HOUSE BILL REPORT

 

 

                                   SHB 1858

 

 

BYHouse Committee on Trade & Economic Development (originally sponsored by Representatives Kremen, Cantwell, Doty, Schoon, Rasmussen, Moyer, Raiter, Braddock and Wineberry)

 

 

Authorizing the supervisor of banking to regulate the small business association 7(a) loan guaranty program.

 

 

House Committe on Trade & Economic Development

 

Majority Report:  The substitute bill be substituted therefor and the substitute bill do pass.  (13)

      Signed by Representatives Cantwell, Chair; Wineberry, Vice Chair; Doty, Ranking Republican Member; G. Fisher, Kremen, Moyer, Rasmussen, Raiter, Rector, Schoon, Tate, Walk and Youngsman.

 

      House Staff:Bill Lynch (786-7092)

 

 

Rereferred House Committee on Appropriations

 

Majority Report:  The substitute bill by Committee on Trade & Economic Development be substituted therefor and the substitute bill do pass.  (28)

• [EXTRACTED RECORDS]:

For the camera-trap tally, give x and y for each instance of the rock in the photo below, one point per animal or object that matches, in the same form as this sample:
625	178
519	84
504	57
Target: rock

• [TASKS TO COMPLETE]:
1: Using the house bill report, answer these:
(a) Who is named as Chair among the signers of the first majority report?
(b) To which committee was the bill rereferred?
(c) Who is listed as House Staff?
2: From the house bill report, output the passage from "Authorizing the supervisor" up to and including "Walk and Youngsman.".

• [RESULTS OF THE TASKS]:
1:
(a) Cantwell
(b) The House Committee on Appropriations
(c) Bill Lynch (786-7092)

2:
Authorizing the supervisor of banking to regulate the small business association 7(a) loan guaranty program.

 

 

House Committe on Trade & Economic Development

 

Majority Report:  The substitute bill be substituted therefor and the substitute bill do pass.  (13)

      Signed by Representatives Cantwell, Chair; Wineberry, Vice Chair; Doty, Ranking Republican Member; G. Fisher, Kremen, Moyer, Rasmussen, Raiter, Rector, Schoon, Tate, Walk and Youngsman.